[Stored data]
■ ■ ■ ■

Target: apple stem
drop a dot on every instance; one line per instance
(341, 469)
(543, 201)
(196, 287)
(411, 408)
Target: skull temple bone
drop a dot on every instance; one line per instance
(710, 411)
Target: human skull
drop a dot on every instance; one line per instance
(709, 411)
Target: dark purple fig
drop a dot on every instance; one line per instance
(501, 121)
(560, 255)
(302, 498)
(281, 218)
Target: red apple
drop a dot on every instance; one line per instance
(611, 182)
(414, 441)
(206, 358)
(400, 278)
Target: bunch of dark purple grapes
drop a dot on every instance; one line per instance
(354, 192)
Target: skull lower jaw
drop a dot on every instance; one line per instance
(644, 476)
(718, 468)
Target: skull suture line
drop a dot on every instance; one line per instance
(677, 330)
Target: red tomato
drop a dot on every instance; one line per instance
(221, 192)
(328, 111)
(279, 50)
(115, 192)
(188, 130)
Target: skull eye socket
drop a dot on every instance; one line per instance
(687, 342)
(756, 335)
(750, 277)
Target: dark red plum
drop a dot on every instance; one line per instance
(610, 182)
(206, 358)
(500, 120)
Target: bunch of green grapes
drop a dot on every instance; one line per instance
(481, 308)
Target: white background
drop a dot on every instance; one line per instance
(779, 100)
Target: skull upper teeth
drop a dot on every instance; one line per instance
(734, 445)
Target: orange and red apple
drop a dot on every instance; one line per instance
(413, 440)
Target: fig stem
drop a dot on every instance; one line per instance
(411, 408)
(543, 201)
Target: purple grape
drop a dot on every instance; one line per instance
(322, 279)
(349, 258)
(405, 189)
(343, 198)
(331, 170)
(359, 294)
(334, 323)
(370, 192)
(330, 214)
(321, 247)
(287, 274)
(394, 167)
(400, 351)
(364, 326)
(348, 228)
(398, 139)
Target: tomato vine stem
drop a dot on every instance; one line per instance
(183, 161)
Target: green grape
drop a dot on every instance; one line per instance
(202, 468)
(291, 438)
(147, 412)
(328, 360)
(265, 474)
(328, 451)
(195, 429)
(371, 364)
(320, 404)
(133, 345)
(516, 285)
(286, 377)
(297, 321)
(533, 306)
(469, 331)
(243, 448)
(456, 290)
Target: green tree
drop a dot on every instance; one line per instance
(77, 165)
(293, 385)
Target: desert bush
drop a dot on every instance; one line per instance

■ ■ ■ ■

## [Your task]
Copy out each record, keeping every word as it is.

## [Answer to this problem]
Target: apple stem
drop a dot on every instance; one line per instance
(341, 469)
(543, 201)
(196, 287)
(411, 408)
Target: skull temple bone
drop a dot on every instance; one line per instance
(710, 411)
Target: human skull
drop a dot on every instance; one line per instance
(709, 411)
Target: dark purple fig
drop a dot on every instance; one line per instance
(501, 121)
(560, 255)
(302, 498)
(281, 218)
Target: red apple
drop a dot on every instance; one line per instance
(611, 182)
(414, 441)
(206, 358)
(400, 278)
Target: bunch of dark purple grapes
drop a dot on every instance; one line per instance
(354, 192)
Target: skull lower jaw
drop a dot on every instance; one line per instance
(644, 476)
(718, 468)
Target: skull suture line
drop a dot on every instance; one line per instance
(677, 330)
Target: red tomato
drop a dot on every instance; one line per instance
(221, 192)
(328, 111)
(279, 50)
(115, 192)
(188, 130)
Target: skull eye socket
drop a dot on every instance; one line per instance
(687, 342)
(756, 335)
(750, 277)
Target: dark red plum
drop a dot on every instance; one line per instance
(610, 182)
(206, 358)
(500, 120)
Target: bunch of green grapes
drop a dot on every instance; one line per instance
(481, 308)
Target: white background
drop a dot on every instance; one line per instance
(779, 100)
Target: skull upper teeth
drop a dot on every instance; one line per instance
(734, 445)
Target: orange and red apple
drop a dot on every instance; one line per instance
(413, 440)
Target: fig stem
drop a dot on every instance; one line per instance
(411, 408)
(543, 201)
Target: purple grape
drop a dot on every instance; one line per instance
(322, 279)
(349, 258)
(405, 189)
(343, 198)
(331, 170)
(359, 294)
(334, 323)
(370, 192)
(330, 214)
(321, 247)
(287, 274)
(394, 167)
(400, 351)
(364, 326)
(348, 228)
(398, 139)
Target: tomato vine stem
drop a dot on every instance; one line per instance
(183, 161)
Target: green grape
drop a dot on every instance; one line per instance
(202, 468)
(291, 438)
(147, 412)
(328, 360)
(265, 474)
(328, 451)
(195, 429)
(371, 364)
(320, 404)
(133, 345)
(516, 285)
(286, 377)
(297, 321)
(533, 306)
(469, 331)
(243, 448)
(456, 290)
Target: green tree
drop a dot on every instance; one line per instance
(77, 165)
(293, 385)
Target: desert bush
drop a dot on every instance; one line per instance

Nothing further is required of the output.